Full Code including inputs and outputs:

https://pastebin.com/pEH7rbPq

I only tested it with the first test case as per the output in post#3. It was just an idea to test out some regexes and see if that was viable.

Obviously a bit lightweight compared to your approach, building hierarchies/node trees etc.

My python is somewhat limited, but I will have a more thorough look when I get a chance. Obviously if anyone else here has some input, that would be great.

1 Like

I have just had another look and I was off with the brief. I thought the lower level items needed to be separate list items, but in fact these need to be concatenated with their respective top level items. Is that correct?

Obviously this would be easier to do within the actual test environment, but I will have another go at the exercise when I have time.

So… aside from getting rpg to do your homework for you…

  1. The problem is not well defined in step 1.
  2. The problem is not well defined in step 2a.
  3. The problem does not well define a termination point.

### INFORMATION SHOWN
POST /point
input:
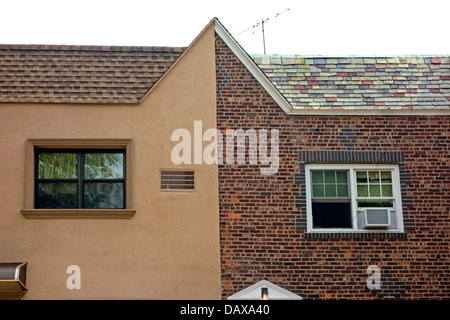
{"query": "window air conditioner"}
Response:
(376, 218)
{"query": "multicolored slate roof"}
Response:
(81, 74)
(411, 82)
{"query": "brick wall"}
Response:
(262, 218)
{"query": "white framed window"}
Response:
(353, 197)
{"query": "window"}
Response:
(177, 180)
(78, 178)
(353, 197)
(92, 179)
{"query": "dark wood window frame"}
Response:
(77, 145)
(80, 180)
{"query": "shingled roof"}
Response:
(81, 74)
(412, 82)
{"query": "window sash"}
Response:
(353, 198)
(80, 179)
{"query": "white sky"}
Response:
(321, 27)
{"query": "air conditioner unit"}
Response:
(376, 218)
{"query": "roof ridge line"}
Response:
(110, 48)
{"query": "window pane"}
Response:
(331, 215)
(103, 195)
(54, 165)
(341, 176)
(56, 195)
(318, 191)
(386, 190)
(363, 190)
(330, 177)
(330, 190)
(317, 176)
(343, 191)
(103, 165)
(361, 177)
(374, 190)
(386, 177)
(374, 177)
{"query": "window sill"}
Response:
(356, 235)
(78, 213)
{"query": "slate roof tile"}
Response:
(412, 82)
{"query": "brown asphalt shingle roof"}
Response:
(81, 74)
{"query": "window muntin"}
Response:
(367, 186)
(70, 179)
(177, 180)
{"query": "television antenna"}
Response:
(262, 26)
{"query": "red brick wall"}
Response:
(262, 218)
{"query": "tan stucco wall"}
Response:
(170, 248)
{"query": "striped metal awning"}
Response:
(13, 280)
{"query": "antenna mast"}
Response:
(262, 26)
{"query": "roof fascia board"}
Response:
(176, 61)
(252, 67)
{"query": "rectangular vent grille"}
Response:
(377, 218)
(177, 180)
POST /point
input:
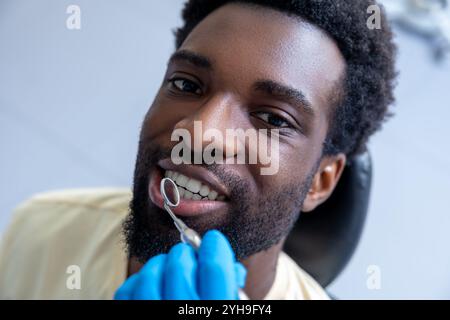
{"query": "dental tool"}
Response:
(171, 197)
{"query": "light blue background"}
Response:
(72, 101)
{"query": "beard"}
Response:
(253, 223)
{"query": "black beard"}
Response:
(253, 224)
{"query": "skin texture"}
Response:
(244, 45)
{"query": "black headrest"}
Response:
(323, 241)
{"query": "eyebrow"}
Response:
(191, 57)
(286, 93)
(268, 87)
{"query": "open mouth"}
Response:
(190, 188)
(201, 192)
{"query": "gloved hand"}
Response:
(182, 274)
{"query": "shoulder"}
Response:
(304, 283)
(54, 230)
(293, 283)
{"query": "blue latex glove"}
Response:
(212, 273)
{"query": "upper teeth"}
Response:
(190, 188)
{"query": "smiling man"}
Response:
(312, 70)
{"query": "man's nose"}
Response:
(211, 121)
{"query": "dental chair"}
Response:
(323, 241)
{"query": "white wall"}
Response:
(71, 103)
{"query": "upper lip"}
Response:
(197, 172)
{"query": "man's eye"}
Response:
(273, 120)
(185, 85)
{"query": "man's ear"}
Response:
(324, 181)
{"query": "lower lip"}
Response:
(186, 208)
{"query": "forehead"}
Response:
(248, 42)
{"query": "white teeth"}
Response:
(196, 197)
(190, 188)
(212, 195)
(193, 185)
(181, 180)
(187, 195)
(204, 190)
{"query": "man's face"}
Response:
(240, 68)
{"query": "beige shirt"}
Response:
(68, 245)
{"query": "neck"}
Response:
(261, 271)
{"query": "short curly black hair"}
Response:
(367, 89)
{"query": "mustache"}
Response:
(149, 155)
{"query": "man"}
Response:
(312, 70)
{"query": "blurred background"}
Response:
(72, 101)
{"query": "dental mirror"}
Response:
(169, 192)
(171, 197)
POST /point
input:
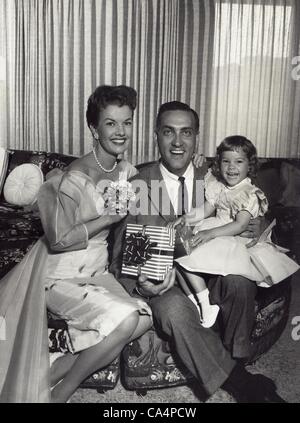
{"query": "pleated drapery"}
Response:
(253, 90)
(58, 51)
(231, 60)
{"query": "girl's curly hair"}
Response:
(235, 143)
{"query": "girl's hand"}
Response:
(201, 237)
(198, 160)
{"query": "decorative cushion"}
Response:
(3, 166)
(22, 184)
(45, 161)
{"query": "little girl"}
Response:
(230, 193)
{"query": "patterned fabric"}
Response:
(19, 230)
(148, 363)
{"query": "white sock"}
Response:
(193, 299)
(209, 311)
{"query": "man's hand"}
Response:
(180, 221)
(198, 160)
(201, 237)
(149, 289)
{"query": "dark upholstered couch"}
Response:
(150, 362)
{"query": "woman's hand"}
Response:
(113, 217)
(149, 289)
(198, 160)
(201, 237)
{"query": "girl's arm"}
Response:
(193, 217)
(230, 229)
(196, 215)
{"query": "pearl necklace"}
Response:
(100, 165)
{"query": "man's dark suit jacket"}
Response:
(154, 216)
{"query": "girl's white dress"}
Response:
(265, 263)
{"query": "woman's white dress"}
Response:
(265, 263)
(79, 288)
(73, 282)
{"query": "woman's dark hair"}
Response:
(235, 143)
(105, 95)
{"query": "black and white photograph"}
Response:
(149, 204)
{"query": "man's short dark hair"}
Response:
(176, 105)
(105, 95)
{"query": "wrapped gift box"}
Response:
(148, 250)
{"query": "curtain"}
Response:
(58, 51)
(254, 90)
(234, 61)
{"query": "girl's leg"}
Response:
(208, 312)
(97, 356)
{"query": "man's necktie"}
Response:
(182, 197)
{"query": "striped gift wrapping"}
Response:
(162, 253)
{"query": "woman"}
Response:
(102, 318)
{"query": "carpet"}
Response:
(281, 363)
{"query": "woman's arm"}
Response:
(230, 229)
(58, 206)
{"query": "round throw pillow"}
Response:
(22, 184)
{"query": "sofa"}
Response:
(151, 362)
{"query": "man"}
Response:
(201, 350)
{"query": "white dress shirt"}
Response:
(173, 184)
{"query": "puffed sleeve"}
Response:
(213, 188)
(58, 202)
(252, 200)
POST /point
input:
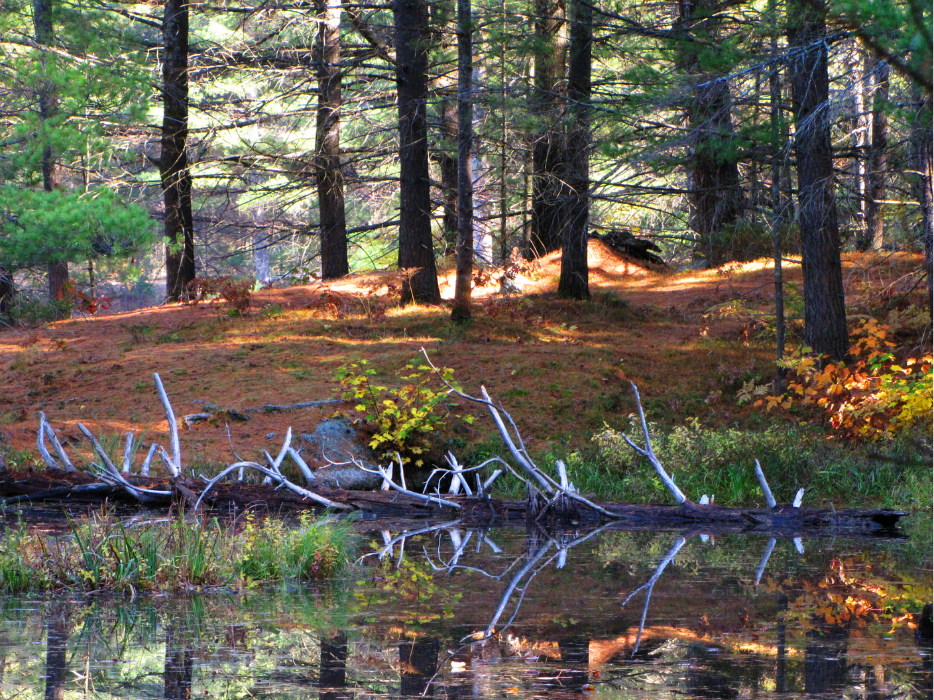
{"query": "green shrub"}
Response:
(720, 462)
(102, 553)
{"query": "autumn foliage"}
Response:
(871, 396)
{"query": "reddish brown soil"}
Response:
(560, 367)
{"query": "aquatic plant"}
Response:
(103, 553)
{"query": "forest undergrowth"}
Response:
(699, 344)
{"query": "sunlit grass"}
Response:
(719, 462)
(105, 554)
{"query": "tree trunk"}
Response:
(777, 135)
(48, 106)
(415, 244)
(332, 223)
(173, 161)
(878, 71)
(922, 177)
(7, 292)
(824, 312)
(856, 63)
(447, 163)
(465, 238)
(716, 195)
(548, 149)
(573, 282)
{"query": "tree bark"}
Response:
(824, 312)
(877, 167)
(48, 107)
(331, 215)
(716, 195)
(7, 292)
(573, 282)
(776, 123)
(410, 18)
(447, 164)
(922, 156)
(465, 239)
(856, 63)
(173, 160)
(548, 148)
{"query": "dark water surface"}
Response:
(500, 614)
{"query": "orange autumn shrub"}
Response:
(869, 396)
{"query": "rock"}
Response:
(335, 440)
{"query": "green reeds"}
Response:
(105, 554)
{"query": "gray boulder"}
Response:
(335, 440)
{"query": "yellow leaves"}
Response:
(401, 416)
(870, 398)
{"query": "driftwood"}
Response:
(550, 499)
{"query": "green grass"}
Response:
(720, 462)
(103, 554)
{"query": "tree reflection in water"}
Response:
(499, 639)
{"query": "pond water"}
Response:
(460, 614)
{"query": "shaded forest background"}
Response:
(145, 144)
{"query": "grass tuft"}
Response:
(104, 554)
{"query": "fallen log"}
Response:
(784, 521)
(552, 501)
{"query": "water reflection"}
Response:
(455, 614)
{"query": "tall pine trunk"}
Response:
(447, 164)
(48, 106)
(410, 18)
(173, 160)
(573, 282)
(716, 195)
(548, 147)
(922, 157)
(824, 312)
(465, 238)
(878, 71)
(331, 219)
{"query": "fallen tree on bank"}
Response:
(549, 499)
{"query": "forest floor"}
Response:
(562, 369)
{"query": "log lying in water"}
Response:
(550, 501)
(785, 521)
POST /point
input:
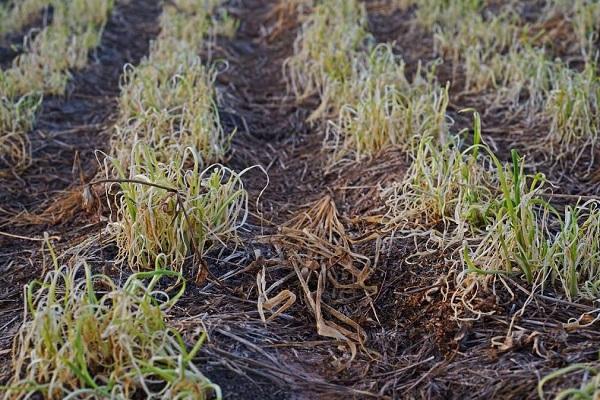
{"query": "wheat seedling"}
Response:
(174, 210)
(387, 109)
(324, 51)
(85, 337)
(574, 111)
(17, 14)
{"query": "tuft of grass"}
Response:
(168, 100)
(44, 68)
(330, 38)
(17, 14)
(76, 28)
(573, 108)
(16, 119)
(590, 382)
(170, 105)
(387, 109)
(85, 337)
(175, 210)
(445, 185)
(497, 216)
(583, 17)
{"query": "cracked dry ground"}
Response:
(412, 346)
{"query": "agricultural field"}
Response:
(300, 199)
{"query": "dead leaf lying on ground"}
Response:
(317, 251)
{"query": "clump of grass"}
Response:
(499, 216)
(445, 184)
(16, 119)
(168, 100)
(517, 237)
(170, 105)
(575, 253)
(573, 107)
(590, 383)
(388, 109)
(324, 52)
(44, 69)
(85, 337)
(65, 44)
(17, 14)
(583, 17)
(174, 210)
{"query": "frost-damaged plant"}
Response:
(387, 109)
(574, 110)
(329, 41)
(574, 261)
(168, 100)
(500, 214)
(583, 16)
(76, 28)
(17, 14)
(44, 69)
(517, 237)
(16, 119)
(169, 104)
(445, 184)
(590, 382)
(85, 337)
(174, 210)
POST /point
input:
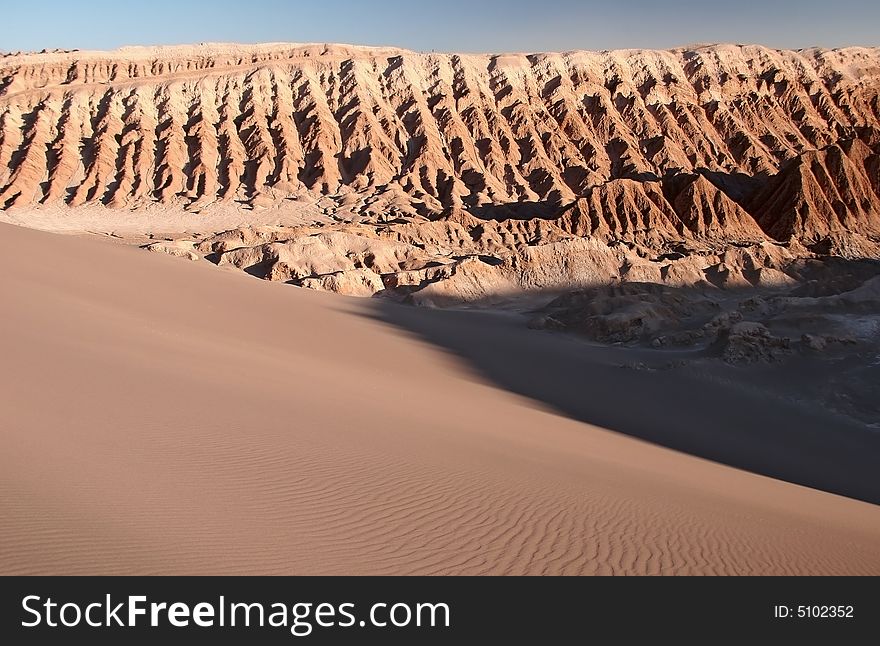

### WHAT YOU WILL DO
A – In the forum thread excerpt, why does the poster say they were off with the brief? Answer in one to three sentences.
B – Rewrite the part of the forum thread excerpt starting at "I only tested" and ending at "I have time.", swapping "Obviously" for "Clearly".
C – Extend the forum thread excerpt beyond its final sentence.

### RESPONSES
A – The poster thought the lower level items needed to be separate list items. In fact, these items need to be concatenated with their respective top level items.

B –
I only tested it with the first test case as per the output in post#3. It was just an idea to test out some regexes and see if that was viable.

Clearly a bit lightweight compared to your approach, building hierarchies/node trees etc.

My python is somewhat limited, but I will have a more thorough look when I get a chance. Clearly if anyone else here has some input, that would be great.

1 Like

I have just had another look and I was off with the brief. I thought the lower level items needed to be separate list items, but in fact these need to be concatenated with their respective top level items. Is that correct?

Clearly this would be easier to do within the actual test environment, but I will have another go at the exercise when I have time.

C –
m_hutley I appreciate your concern, but I want to clarify that this is not a homework assignment. This is a real-world problem I’m working on for a personal project. As you can see from my multiple code attempts, I have invested significant time and effort into trying to solve this issue on my own.

I’ve explored various approaches, including parsing the input text into a hierarchy, building tree structures, and using regular expressions to identify patterns. However, despite my best efforts, none of these methods have been able to successfully handle the complex input format and produce the desired output.

To ensure the robustness of my solution, I’ve also created an extensive set of test cases covering different scenarios and edge cases. Unfortunately, my current implementations have failed to pass these test cases. That’s why I’m reaching out to the community for guidance and insights on how to approach this problem effectively. I’m open to any suggestions or alternative perspectives that could help me overcome the challenges I’m facing.


Also, I appreciate your feedback, but I respectfully disagree with your assessment that the problem is not well-defined in steps 1, 2a, and the termination point. Allow me to clarify why these aspects of the problem are, in fact, clearly specified.

Regarding step 1, the criteria for identifying top-level items are explicitly stated:

  • Numbering systems (e.g., 1., 2., 3.)
  • Lettering systems (e.g., A., B., C.)
  • Bullets (e.g., -, *, •)
  • Symbols (e.g., >, #, §)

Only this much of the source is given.